**Stored data**
#####

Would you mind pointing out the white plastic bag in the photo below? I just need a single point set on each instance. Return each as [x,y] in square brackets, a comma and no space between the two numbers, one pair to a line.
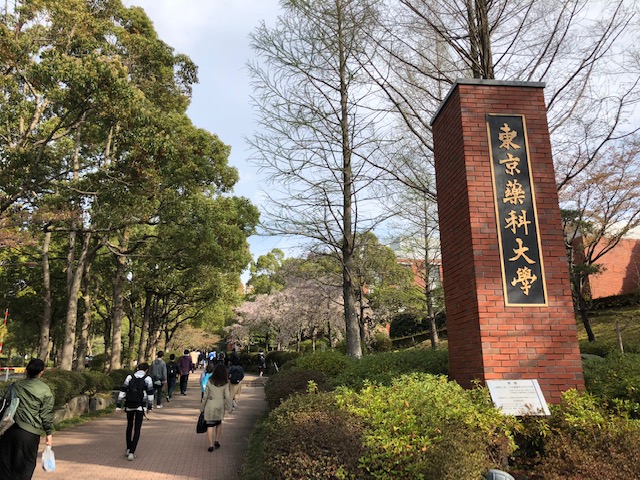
[48,459]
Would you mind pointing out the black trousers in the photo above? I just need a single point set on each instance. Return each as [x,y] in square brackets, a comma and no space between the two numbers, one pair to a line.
[183,383]
[134,424]
[157,393]
[18,454]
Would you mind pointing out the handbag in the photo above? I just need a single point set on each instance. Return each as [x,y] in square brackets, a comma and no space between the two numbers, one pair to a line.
[10,404]
[48,459]
[201,426]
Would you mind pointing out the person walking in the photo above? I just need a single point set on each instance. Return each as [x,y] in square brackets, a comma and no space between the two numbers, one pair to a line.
[158,372]
[172,376]
[236,374]
[204,378]
[185,365]
[19,444]
[217,401]
[262,362]
[137,394]
[195,354]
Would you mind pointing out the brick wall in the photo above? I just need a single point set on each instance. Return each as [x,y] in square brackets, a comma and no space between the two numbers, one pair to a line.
[488,340]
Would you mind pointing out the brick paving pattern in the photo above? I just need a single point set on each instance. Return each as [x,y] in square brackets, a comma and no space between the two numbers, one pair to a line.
[169,448]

#####

**Task goal**
Quote only the lines from the line containing "Would you mind pointing out the brick wall" through the end of the entries, keeping the first and the last.

**Task answer**
Would you mind pointing out the brick wall in the photo above? I just need a single point set on each instance. Return each as [x,y] in square brackets, a comma and no space between the two numbers, one pair to a line.
[488,340]
Would you mind pointing out the brick paving pattern in the photo above? I just need a single point set on each instance. Return each as [x,y] in square brackets, a comma and no space between the two numbers, one pair to a line.
[169,448]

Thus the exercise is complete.